● **WHAT NEEDS TO BE DONE**
In the records below, count every line containing "large". Reply with the number only.

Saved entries
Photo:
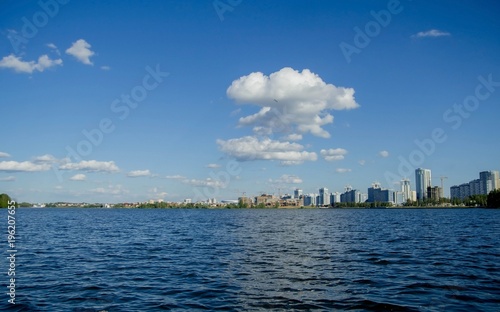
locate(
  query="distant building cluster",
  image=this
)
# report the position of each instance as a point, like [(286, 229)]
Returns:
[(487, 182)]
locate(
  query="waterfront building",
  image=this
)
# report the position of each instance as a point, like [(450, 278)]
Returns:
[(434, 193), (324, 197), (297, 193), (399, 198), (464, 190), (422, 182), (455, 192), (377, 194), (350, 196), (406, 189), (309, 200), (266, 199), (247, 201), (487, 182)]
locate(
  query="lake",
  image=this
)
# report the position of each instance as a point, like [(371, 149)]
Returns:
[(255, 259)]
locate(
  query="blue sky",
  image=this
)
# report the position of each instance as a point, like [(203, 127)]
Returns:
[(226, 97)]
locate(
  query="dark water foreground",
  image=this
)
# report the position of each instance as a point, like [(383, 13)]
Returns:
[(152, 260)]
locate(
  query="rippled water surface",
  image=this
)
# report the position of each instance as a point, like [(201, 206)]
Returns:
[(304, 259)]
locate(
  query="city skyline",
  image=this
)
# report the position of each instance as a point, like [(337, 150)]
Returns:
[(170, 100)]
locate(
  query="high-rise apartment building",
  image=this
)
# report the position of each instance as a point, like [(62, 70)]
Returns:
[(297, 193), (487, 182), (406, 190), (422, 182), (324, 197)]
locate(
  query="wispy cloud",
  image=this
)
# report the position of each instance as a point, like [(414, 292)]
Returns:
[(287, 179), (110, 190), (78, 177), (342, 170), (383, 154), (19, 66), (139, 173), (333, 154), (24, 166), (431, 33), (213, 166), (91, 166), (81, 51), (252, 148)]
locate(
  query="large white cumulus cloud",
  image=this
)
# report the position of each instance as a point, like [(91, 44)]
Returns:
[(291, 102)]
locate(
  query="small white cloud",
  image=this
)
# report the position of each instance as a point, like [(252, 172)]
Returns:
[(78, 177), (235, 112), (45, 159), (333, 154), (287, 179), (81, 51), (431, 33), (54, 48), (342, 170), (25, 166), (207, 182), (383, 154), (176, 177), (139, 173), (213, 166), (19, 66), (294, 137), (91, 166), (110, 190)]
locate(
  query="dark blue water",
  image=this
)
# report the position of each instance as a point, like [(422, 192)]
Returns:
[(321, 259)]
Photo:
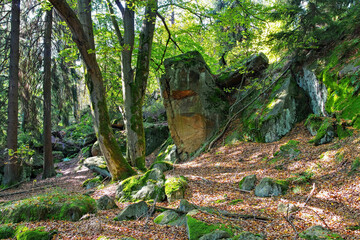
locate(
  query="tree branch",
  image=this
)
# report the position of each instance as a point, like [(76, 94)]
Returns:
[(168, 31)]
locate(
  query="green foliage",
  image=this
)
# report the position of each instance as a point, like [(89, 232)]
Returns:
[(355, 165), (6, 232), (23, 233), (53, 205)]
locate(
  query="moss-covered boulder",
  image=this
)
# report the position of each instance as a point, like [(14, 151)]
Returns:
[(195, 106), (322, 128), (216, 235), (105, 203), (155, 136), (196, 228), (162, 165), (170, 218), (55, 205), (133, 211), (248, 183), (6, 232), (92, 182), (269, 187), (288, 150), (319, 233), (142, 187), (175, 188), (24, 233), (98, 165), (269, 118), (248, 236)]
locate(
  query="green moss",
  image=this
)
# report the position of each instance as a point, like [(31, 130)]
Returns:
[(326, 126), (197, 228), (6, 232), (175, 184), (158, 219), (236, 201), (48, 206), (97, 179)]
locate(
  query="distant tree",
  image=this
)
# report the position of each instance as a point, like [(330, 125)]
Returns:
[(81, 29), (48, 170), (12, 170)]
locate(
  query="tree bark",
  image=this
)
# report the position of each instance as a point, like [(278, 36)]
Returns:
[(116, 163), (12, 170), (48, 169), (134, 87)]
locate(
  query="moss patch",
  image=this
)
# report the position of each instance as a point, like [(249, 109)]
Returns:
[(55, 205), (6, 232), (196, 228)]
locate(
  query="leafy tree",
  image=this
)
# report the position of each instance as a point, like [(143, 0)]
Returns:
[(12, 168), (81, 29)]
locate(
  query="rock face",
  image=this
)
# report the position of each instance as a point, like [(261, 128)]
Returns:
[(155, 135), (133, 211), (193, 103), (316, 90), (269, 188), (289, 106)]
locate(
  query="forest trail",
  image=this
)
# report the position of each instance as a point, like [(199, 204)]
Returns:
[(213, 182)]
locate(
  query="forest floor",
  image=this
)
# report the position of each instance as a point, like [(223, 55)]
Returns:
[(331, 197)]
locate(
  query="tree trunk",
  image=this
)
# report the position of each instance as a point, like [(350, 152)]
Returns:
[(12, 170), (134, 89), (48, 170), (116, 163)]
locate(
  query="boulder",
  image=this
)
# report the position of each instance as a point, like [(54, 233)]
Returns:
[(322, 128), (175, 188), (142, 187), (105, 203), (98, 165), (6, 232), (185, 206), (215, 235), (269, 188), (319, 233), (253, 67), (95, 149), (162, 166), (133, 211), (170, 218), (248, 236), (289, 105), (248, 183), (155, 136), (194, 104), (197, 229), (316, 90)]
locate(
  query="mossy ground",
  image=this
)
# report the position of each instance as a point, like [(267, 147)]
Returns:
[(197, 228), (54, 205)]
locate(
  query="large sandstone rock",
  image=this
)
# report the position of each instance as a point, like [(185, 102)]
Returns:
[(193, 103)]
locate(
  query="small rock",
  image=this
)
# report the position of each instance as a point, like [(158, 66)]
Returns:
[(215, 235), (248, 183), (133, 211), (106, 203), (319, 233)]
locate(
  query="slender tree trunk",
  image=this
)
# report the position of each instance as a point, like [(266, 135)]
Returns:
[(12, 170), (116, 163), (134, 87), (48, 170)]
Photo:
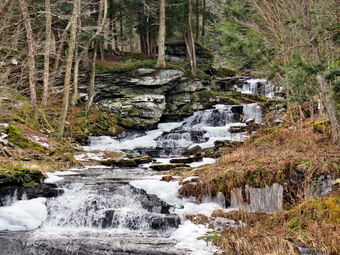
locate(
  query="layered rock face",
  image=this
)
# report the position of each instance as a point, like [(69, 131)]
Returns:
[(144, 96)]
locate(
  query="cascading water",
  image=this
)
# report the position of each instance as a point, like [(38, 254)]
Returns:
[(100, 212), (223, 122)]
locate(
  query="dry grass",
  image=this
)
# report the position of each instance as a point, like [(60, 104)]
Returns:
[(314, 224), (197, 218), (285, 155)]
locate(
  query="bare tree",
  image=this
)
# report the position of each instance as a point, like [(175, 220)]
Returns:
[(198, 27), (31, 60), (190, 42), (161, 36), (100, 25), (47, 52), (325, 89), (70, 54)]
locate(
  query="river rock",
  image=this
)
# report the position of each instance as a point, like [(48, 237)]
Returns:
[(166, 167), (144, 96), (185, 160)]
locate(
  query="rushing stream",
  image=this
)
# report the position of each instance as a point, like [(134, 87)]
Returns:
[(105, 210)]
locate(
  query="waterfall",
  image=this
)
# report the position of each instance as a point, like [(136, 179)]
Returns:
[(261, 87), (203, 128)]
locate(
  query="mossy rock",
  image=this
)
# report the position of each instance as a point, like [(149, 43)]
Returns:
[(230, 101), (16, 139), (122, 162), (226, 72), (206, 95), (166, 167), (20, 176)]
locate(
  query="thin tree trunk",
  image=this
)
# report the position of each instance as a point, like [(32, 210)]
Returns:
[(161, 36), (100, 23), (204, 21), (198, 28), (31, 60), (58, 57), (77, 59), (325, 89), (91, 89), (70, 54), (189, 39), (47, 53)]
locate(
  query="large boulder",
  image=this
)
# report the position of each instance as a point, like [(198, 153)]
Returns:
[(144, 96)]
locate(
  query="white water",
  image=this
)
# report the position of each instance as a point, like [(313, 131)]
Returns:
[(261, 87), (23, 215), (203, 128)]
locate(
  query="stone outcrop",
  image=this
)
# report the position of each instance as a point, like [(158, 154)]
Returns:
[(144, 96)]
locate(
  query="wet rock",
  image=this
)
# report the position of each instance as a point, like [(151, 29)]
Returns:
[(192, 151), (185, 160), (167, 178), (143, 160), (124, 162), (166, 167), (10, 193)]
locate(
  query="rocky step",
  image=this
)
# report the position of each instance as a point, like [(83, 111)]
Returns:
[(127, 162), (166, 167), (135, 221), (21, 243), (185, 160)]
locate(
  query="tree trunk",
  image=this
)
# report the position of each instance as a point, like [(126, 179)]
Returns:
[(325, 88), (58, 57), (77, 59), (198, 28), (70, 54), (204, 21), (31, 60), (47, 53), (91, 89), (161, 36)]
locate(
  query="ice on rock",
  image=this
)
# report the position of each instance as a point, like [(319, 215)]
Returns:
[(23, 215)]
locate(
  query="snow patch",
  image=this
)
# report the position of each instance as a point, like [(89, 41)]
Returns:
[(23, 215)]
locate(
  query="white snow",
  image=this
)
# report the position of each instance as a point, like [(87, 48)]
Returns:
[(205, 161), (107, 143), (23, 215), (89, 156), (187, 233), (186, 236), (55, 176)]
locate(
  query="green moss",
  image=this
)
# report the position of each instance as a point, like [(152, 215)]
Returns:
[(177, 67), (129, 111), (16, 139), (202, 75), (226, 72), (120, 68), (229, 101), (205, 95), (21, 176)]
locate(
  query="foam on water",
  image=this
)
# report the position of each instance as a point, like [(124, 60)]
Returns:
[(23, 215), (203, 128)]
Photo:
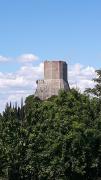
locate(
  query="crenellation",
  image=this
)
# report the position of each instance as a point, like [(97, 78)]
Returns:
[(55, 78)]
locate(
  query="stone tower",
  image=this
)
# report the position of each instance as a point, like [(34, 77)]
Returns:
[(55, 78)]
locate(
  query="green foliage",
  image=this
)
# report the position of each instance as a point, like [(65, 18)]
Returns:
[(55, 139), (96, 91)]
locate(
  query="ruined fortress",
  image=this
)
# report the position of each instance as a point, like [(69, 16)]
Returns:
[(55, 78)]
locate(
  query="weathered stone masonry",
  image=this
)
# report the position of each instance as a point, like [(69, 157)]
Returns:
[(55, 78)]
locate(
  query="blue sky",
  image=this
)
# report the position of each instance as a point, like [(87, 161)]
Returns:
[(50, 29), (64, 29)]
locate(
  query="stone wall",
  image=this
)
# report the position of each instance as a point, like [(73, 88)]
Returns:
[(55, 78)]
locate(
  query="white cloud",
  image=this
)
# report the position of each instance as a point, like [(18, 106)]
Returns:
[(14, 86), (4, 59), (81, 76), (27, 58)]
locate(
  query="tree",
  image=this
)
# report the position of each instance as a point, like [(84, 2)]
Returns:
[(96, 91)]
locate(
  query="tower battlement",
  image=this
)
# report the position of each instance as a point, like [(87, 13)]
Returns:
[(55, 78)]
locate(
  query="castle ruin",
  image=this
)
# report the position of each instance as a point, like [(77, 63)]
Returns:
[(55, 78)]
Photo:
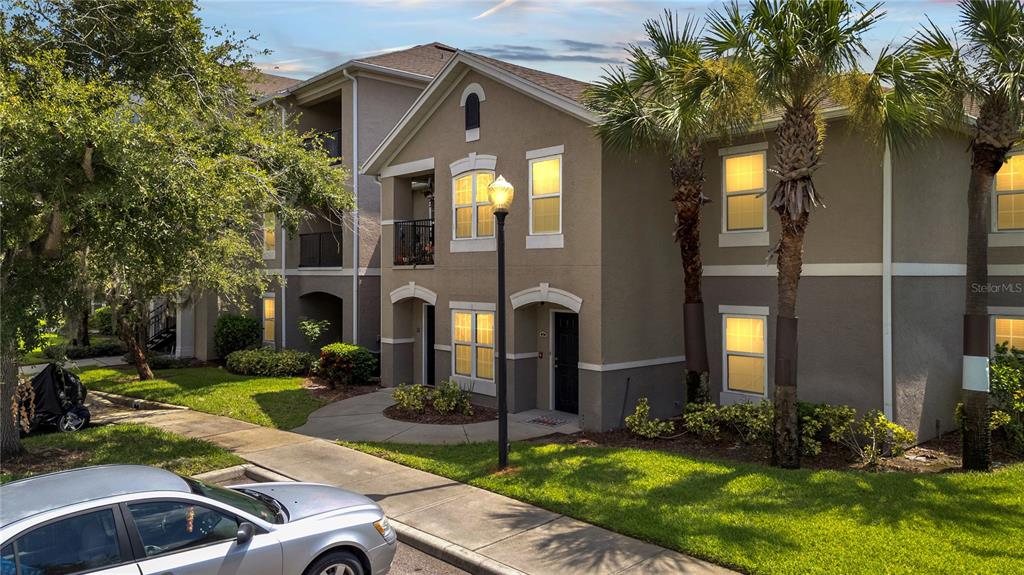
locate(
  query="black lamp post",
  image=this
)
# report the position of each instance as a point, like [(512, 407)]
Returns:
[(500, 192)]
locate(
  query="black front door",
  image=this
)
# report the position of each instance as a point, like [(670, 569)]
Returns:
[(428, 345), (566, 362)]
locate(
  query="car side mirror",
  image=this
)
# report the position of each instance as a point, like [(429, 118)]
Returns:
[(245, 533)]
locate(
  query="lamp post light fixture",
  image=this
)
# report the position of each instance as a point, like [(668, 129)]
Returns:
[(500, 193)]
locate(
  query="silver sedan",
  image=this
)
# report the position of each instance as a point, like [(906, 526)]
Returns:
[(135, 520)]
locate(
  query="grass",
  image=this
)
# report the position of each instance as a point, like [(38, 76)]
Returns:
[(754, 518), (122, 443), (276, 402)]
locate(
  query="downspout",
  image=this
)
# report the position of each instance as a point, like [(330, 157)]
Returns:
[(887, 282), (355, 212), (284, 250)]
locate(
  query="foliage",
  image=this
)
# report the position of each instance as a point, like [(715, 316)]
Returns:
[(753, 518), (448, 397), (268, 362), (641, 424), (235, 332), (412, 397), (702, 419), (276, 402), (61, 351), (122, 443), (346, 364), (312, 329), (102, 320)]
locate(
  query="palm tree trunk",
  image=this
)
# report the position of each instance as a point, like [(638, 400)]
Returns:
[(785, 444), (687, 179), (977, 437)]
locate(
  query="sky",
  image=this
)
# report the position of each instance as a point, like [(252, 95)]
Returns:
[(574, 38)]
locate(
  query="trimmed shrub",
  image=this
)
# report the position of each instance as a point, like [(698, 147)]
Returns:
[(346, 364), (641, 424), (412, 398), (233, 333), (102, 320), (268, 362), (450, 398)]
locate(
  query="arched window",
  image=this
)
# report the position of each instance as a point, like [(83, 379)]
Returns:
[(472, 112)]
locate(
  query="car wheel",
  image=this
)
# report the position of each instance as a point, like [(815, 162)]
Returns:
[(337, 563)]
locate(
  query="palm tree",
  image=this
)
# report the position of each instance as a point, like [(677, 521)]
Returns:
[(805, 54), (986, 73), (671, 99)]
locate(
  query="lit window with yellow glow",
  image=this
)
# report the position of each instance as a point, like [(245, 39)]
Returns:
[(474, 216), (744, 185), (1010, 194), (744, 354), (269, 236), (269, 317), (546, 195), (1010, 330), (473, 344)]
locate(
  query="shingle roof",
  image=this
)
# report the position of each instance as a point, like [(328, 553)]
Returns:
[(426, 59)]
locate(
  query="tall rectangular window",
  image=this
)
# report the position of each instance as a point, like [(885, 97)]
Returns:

● **TASK RESPONSE**
3